▶ [Selected text]
"""
That type "shield" is generally used to redirect (reflect) sound back and away from "frontline" mics (usually vocals). I usually see them in front of crash and ride cymbals in drum kits. They don't absorb any energy... they just redirect it toward the backline, which, as Avillata mentioned, may provide some acoustic benefit to the player. As small as the one in the photo is, I'd doubt it was having much effect.
Old 17th January 2020
  #4
Lives for gear
Often hyper directional mics have a small but significant rear pickup lobe....could this disc be aimed at reducing sensitivity to sounds coming directly from the rear of the mic ?
Old 17th January 2020
  #5
Lives for gear
 

i get to work with some trumpet and trombone players who regularly use plexiglas disks: they tell me the disks allow them to hear themselves better without me bringing them up in the wedges; they do however position the disks closer to their instruments and hence also to the mic capsules.
"""
▶ [Stored data]
"""
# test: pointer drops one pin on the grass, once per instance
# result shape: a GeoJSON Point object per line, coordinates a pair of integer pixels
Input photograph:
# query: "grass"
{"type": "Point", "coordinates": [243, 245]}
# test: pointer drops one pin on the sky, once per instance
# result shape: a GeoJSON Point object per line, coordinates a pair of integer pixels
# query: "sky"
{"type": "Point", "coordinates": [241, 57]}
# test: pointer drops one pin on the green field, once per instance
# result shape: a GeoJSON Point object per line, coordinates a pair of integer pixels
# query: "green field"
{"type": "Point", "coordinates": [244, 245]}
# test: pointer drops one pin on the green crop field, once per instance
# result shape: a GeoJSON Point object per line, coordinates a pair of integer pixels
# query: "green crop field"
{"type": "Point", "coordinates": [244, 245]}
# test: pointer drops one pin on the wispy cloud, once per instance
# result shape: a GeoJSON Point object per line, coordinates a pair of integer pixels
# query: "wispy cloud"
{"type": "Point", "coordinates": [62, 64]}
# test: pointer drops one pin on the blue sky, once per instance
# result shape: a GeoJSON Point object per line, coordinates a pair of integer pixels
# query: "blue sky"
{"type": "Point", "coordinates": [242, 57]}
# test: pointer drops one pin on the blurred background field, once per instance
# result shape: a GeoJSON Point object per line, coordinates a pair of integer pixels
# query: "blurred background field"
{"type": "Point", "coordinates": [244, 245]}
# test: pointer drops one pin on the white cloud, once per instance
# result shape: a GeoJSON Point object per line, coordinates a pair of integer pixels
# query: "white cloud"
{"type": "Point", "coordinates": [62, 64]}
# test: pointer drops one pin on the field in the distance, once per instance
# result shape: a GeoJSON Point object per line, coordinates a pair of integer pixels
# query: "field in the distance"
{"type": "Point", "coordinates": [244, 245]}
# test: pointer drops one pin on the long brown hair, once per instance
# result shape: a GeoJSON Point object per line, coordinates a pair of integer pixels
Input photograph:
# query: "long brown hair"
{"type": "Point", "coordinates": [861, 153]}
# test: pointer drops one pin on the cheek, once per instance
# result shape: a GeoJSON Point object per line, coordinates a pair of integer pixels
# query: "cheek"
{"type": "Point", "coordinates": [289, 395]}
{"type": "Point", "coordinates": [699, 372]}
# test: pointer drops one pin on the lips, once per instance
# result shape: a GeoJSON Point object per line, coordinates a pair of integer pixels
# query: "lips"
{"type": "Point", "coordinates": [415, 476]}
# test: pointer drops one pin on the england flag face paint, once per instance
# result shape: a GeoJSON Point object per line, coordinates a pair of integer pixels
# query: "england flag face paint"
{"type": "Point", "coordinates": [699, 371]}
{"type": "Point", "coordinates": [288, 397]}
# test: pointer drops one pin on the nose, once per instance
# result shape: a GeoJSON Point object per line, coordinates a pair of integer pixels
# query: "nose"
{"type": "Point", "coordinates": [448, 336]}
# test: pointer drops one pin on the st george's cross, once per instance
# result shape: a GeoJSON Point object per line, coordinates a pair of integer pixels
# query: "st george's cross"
"""
"""
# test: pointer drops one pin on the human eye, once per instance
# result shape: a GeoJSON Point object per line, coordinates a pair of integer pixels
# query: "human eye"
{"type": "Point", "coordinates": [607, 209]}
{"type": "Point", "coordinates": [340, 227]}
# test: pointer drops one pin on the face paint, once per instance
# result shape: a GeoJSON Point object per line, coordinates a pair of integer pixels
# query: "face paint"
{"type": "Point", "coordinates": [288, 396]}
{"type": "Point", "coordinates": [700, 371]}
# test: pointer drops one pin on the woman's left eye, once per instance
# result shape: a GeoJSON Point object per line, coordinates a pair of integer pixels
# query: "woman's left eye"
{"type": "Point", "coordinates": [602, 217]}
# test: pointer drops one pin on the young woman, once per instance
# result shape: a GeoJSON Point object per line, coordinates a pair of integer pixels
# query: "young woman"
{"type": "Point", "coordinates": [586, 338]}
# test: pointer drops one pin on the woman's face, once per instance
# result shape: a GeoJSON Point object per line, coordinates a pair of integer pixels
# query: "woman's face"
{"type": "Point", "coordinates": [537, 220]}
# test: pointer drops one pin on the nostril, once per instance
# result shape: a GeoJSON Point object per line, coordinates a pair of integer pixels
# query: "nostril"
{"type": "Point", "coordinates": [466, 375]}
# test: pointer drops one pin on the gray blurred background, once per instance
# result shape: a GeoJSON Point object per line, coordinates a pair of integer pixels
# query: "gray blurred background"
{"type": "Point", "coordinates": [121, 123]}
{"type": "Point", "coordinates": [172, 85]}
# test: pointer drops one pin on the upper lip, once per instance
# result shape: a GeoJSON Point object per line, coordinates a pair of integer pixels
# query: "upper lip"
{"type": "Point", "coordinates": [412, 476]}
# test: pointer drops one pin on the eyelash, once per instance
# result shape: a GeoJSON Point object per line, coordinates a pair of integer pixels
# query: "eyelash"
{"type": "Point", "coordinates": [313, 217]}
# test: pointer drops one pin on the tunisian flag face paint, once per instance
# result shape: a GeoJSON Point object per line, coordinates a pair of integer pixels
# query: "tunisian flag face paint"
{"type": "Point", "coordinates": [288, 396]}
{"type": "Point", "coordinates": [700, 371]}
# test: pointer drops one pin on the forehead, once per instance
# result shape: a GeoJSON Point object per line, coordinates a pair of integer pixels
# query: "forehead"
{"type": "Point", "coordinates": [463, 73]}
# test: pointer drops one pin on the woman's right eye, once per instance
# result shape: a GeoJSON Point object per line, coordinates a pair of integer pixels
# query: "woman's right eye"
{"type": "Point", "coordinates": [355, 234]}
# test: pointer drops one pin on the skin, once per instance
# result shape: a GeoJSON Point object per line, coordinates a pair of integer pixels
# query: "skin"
"""
▶ [Exercise task]
What comes next in the forum thread about plexiglas shields near microphones? Continue it from its final post onward.

▶ [Result of the task]
interestingly enough, i could not notice that this would affect the mic's behaviour (much); i've been using but dynamic mics in these situations though and mostly on rather loud stages so i cannot comment whether and how results would be when using more sensitive/high output condenser mics...
Old 19th January 2020
  #6
Gear Maniac
 

As others have said - these are simply a 'foldback' reflector popular with Trumpet and Trombone players, and are not intended to help the Sound engineer in any way apart from reducing the need for foldback from speakers (always a good thing). They work fine without noticeable side effects on a SM58 or similar mic, but when the same player turns up at a Broadcast where the Sound Engineer is giving them Ribbon Mics (or any side-address condensor) and they fudge some way of positioning their disk behind it without the engineers being aware, the resultant comb-filtering can be quite strange!
Old 19th January 2020
  #7
Super Moderator
 
Remoteness's Avatar
These Plexiglas disks are intended for additional 'foldback' for the musicians.

In my experience, these Plexiglas disks also help splay the horn blasts by spreading the sound wide, affecting the direct sound blast from their horns.

That being said, I have created Micro Gobos that do a similar thing depending on which side of the Micro Gobo you use. My Micro Gobos have a hard and soft side.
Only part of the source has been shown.